### PROBLEM TO SOLVE
Only the number is wanted: how many lines of the listing below contain "here"?

### RECORDS FOR THE EXERCISE
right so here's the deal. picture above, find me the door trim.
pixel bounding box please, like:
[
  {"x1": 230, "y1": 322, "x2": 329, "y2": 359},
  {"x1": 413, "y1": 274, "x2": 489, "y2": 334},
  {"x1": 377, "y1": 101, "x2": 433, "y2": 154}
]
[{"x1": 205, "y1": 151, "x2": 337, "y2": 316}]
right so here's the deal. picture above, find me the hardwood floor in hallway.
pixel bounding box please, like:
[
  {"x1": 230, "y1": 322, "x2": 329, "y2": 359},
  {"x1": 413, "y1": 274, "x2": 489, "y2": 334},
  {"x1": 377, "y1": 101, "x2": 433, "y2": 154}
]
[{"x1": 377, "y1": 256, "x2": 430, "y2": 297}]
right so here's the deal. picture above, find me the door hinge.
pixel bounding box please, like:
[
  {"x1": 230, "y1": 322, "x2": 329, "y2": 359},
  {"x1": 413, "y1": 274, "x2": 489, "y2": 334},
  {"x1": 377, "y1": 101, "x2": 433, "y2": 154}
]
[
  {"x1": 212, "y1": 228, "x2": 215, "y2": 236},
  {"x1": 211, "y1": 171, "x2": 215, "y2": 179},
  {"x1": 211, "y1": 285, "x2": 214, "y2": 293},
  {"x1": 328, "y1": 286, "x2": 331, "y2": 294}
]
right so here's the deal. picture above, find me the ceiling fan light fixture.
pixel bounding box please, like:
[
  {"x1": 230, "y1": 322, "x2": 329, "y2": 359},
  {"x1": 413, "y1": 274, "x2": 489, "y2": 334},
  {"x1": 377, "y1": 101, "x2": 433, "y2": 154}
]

==

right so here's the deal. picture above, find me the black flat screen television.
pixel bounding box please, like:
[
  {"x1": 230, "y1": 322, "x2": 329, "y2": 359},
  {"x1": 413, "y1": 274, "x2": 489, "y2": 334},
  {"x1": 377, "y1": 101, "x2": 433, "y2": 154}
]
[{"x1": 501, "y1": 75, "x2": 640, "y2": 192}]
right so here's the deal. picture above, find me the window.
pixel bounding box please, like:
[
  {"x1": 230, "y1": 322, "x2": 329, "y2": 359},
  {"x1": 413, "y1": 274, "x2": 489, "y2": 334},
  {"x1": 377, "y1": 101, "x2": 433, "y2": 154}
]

* * *

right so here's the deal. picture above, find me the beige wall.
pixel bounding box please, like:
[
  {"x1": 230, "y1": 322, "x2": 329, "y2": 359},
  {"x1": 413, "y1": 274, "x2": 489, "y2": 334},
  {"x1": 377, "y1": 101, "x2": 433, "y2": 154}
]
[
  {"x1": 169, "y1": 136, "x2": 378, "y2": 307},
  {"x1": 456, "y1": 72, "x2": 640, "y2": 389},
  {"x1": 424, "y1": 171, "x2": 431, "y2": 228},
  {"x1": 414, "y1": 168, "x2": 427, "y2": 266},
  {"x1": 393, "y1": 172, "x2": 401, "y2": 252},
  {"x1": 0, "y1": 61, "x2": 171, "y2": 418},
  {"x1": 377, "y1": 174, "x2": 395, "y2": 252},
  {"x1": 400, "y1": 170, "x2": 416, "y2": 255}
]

### YOUR SOLUTION
7